MADRID: Real Madrid made light work of Ajax with an emphatic 4-1 win on Tuesday, but still had to settle for second place in Champions League Group D.

Goals from Cristiano Ronaldo, Kaka and a Jose Callejon double in the Santiago Bernabeu sealed the Spanish champions' victory, but top spot in the group went to Borussia Dortmund who beat Manchester City 1-0.

Derk Boerrigter got the consolation for the Dutch who gave a good account of themselves and their reward is a place in the Europa League after finishing third ahead of Manchester City, who came a miserable last.

Afterwards Madrid coach Jose Mourinho was full of praise for the performance of ex-Tottenham player Luka Modric, who gave two wonderful assists for his side's first goals of the evening.

"Modric has already performed well for us in a number of games, he is a great player who can play at the highest level, nobody can deny he is going to be an important signing for the future of this club," he said.

Mourinho had earlier took advantage of having already qualified to rest a number of first team players, mixing youth with experience, a tactic for which he has recently come under fire in the Spanish press for rarely doing.

Reserve goalkeeper Adan started and a Champions League debut was handed to full-back Nacho Fernandez.

Mourinho also introduced 17-year-old Jose Rodriguez and Alvaro Morata, a year his elder, late on while the experienced Ricardo Carvalho started his first Champions League game of the season.

Fabio Coentrao limping off early, with what looked like a hamstring injury, was the only negative on the night for Mourinho.

Ajax coach Frank de Boer, with a Europa League place still to fight for, named the same side that began Saturday's encouraging 3-1 win over PSV Eindhoven.

However, the weakened Madrid side did not appear to be worried as they dominated possession and it was not long before the chances began arriving thick and fast.

Karim Benzema had the ball in the net as early as the seventh minute but the French striker was ruled offside.

By the time Cristiano Ronaldo hit Madrid's first of the night on 13 minutes, a post had already come between Fabio Coentrao and the opening goal.

⁂

Problems to work on =
1 – Check the statements below against the match report on Real Madrid and Ajax. For each, answer yes or no and quote the words of the report that decide it.
(a) Real Madrid finished top of Champions League Group D.
(b) Adan started in goal for Madrid.
(c) Karim Benzema's seventh-minute goal was allowed to stand.
2 – Carry the match report on Real Madrid and Ajax forward from its final sentence.

⁂

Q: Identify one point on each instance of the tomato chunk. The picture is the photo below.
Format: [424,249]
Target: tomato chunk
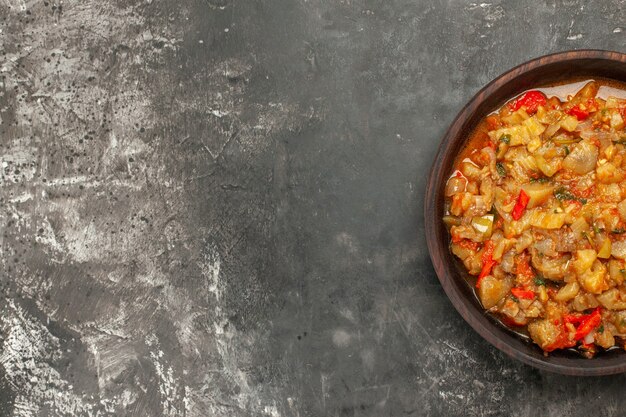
[520,205]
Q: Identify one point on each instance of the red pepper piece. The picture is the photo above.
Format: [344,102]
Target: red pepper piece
[579,113]
[573,318]
[488,262]
[589,322]
[522,293]
[520,205]
[531,100]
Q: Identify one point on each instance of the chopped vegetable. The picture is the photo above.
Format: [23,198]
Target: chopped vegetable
[578,112]
[487,261]
[531,100]
[588,323]
[501,169]
[522,293]
[520,205]
[536,210]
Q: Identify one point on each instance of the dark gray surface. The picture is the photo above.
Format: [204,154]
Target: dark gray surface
[215,208]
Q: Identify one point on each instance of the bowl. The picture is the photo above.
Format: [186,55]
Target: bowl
[546,70]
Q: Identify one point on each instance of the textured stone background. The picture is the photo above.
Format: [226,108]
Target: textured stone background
[214,207]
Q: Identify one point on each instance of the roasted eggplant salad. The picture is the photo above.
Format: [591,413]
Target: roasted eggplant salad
[536,210]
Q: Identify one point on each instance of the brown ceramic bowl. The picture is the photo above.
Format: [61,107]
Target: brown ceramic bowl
[550,69]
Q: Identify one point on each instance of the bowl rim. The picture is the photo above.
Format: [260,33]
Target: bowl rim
[435,180]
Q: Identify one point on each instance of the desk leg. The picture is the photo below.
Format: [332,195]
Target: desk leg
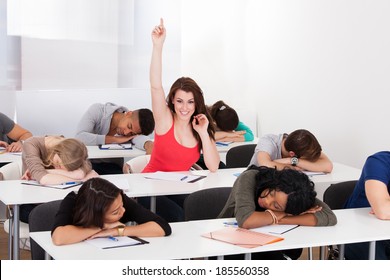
[16,225]
[153,204]
[10,229]
[371,250]
[341,251]
[47,256]
[310,253]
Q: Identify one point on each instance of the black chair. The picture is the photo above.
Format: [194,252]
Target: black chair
[337,194]
[205,204]
[42,219]
[240,156]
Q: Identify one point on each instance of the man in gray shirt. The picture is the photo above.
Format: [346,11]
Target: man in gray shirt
[299,150]
[109,123]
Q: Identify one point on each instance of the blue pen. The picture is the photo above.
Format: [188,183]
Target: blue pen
[70,183]
[232,224]
[185,177]
[113,238]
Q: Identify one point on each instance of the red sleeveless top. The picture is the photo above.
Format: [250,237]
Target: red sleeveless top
[169,155]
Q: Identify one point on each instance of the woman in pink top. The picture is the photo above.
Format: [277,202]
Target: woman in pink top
[183,127]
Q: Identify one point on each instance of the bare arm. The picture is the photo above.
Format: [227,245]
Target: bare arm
[323,164]
[161,112]
[70,234]
[379,198]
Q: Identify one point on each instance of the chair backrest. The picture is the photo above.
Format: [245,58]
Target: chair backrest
[42,219]
[12,170]
[337,194]
[137,164]
[205,204]
[240,156]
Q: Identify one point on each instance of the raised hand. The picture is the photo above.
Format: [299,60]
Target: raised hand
[159,33]
[200,123]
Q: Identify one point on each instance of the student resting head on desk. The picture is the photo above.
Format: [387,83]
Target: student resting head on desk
[228,125]
[372,190]
[110,123]
[100,209]
[298,150]
[265,196]
[54,160]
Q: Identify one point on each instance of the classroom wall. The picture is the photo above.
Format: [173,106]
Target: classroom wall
[319,65]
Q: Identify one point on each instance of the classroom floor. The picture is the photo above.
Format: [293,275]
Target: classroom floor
[25,255]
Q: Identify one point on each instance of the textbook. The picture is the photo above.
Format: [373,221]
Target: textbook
[242,237]
[115,242]
[173,176]
[125,146]
[223,143]
[62,186]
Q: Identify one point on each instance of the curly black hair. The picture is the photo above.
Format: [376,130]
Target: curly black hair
[297,185]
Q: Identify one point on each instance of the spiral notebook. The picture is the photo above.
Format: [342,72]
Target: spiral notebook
[242,237]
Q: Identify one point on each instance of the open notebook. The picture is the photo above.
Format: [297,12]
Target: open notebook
[65,185]
[242,237]
[115,242]
[126,146]
[173,176]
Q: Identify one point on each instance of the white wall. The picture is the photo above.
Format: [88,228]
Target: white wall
[319,65]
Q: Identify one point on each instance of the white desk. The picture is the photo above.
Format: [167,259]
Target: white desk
[94,152]
[222,150]
[354,225]
[9,157]
[13,193]
[340,173]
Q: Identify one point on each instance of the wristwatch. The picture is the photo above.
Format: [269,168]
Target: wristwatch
[121,230]
[294,161]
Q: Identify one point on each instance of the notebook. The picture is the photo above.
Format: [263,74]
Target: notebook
[62,186]
[173,176]
[115,242]
[242,237]
[126,146]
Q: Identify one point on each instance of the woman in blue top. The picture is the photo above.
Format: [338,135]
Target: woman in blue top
[372,190]
[228,126]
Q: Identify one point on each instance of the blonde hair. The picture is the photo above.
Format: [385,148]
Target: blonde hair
[73,154]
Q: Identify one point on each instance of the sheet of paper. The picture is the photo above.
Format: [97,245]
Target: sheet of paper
[65,185]
[223,143]
[275,229]
[112,242]
[121,183]
[173,176]
[242,237]
[125,146]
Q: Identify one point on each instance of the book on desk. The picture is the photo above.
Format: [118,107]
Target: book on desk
[115,242]
[61,186]
[174,176]
[124,146]
[242,237]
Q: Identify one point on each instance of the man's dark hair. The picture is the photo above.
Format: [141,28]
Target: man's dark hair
[146,121]
[304,144]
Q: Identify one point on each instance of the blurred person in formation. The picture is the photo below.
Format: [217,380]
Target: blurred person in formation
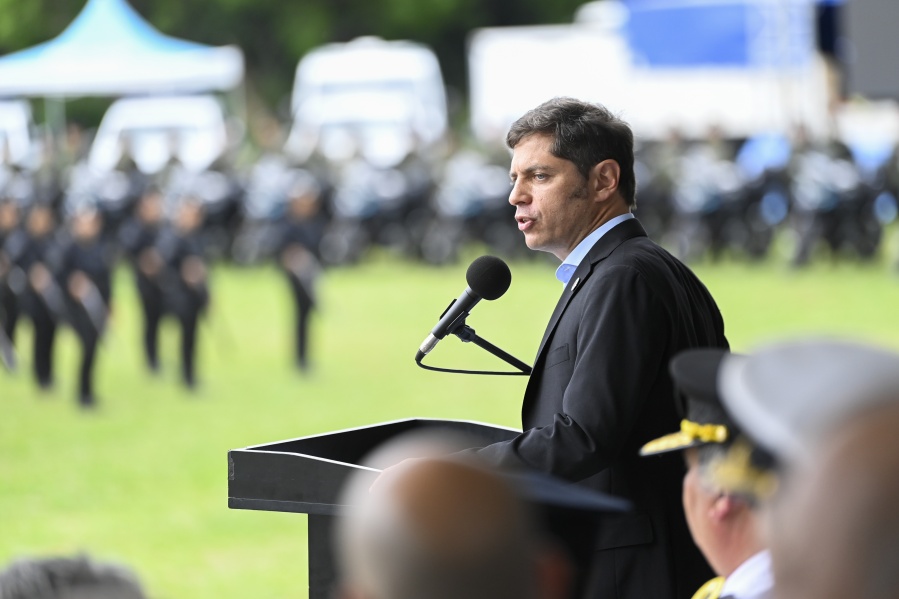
[84,273]
[823,177]
[600,389]
[9,306]
[138,237]
[725,523]
[29,253]
[179,264]
[444,528]
[705,195]
[68,578]
[298,254]
[826,412]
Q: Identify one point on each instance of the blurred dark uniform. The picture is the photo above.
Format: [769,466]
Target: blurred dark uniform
[138,238]
[84,273]
[29,251]
[298,255]
[184,281]
[9,308]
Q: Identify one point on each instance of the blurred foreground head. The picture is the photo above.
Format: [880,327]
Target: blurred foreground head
[67,578]
[723,520]
[443,528]
[828,411]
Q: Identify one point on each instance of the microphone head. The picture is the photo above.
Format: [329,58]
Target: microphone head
[488,277]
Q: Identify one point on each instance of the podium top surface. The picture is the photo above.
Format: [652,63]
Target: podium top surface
[307,474]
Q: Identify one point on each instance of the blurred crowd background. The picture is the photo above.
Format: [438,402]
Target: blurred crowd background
[761,125]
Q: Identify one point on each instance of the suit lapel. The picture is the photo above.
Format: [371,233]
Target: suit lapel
[605,246]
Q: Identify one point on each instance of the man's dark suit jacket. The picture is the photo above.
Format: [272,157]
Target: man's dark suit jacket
[600,389]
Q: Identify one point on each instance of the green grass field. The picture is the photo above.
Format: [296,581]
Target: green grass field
[143,479]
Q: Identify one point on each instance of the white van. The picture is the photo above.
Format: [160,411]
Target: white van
[369,97]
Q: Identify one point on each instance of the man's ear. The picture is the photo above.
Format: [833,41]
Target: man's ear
[604,177]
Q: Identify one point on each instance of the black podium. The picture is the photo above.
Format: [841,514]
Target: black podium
[306,475]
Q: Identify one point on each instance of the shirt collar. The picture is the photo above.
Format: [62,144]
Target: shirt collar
[751,579]
[570,264]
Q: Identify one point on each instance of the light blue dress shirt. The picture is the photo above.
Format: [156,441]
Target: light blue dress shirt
[567,268]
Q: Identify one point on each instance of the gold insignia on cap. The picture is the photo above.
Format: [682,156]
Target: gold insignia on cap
[707,433]
[736,473]
[690,433]
[711,589]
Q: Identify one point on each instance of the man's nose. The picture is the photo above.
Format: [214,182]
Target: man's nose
[517,195]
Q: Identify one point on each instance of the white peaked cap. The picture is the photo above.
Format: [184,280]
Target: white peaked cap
[788,395]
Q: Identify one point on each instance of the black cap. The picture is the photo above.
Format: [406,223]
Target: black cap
[705,421]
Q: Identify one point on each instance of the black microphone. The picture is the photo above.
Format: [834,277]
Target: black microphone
[488,278]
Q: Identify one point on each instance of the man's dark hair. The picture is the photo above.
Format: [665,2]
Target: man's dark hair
[585,134]
[68,578]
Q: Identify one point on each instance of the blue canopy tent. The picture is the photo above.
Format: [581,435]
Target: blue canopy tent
[109,49]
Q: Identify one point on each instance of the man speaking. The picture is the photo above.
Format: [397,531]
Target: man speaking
[600,387]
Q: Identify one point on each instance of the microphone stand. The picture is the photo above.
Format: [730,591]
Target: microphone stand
[468,335]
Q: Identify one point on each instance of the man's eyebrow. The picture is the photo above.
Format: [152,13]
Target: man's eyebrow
[531,169]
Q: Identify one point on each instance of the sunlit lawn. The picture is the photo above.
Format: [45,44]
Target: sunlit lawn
[143,479]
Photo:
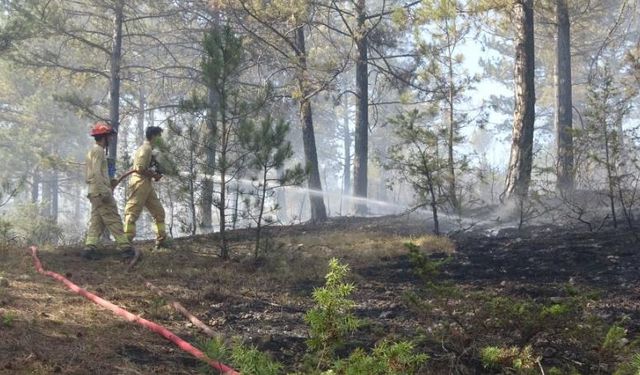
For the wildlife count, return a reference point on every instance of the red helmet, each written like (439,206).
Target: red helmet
(101,128)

⁂

Results by task =
1 –
(a) No: "still had to settle for second place in Champions League Group D."
(b) Yes: "Reserve goalkeeper Adan started"
(c) No: "but the French striker was ruled offside."

2 –
Modric won the ball in his own half before finding Benzema with a long raking pass that allowed the Frenchman to check back and square the ball into the path of Ronaldo for an easy finish.

Kenneth Vermeer in the Ajax goal had to make good saves from Benzema and Ronaldo before Callejon doubled Real's lead on 28 minutes.

Modric was again involved, turning under pressure on halfway before digging out a fantastic pass for Callejon to race onto and finish with aplomb.

A Sami Khedira shot on 39 minutes had to be dealt with by Vermeer, and it was his performance that kept Madrid's lead down to two at the break.

For Ajax, 18-year-old Dane Viktor Fischer was lively all evening on the left wing and he brought the first save of the night from Adan just before the interval.

Kaka hit Madrid's third, exquisitely curling a left-footed shot home off the post from just outside the area just after the break.

Ajax then enjoyed a good period of pressure and much needed relief.

Fischer went close with a curling shot before Derk Boerrigter pounced on a punched clearance from Adan to grab a consolation for the Dutch on the hour mark.

Boerrigter forced a save from Adan with a free-kick five minutes later and Ajax went on to play bright attacking football for much of the second half.

Mourinho shuffled his pack and introduced youth and Morata responded with a great run on the right and cross for Callejon to head home his second and his side's fourth with two minutes remaining.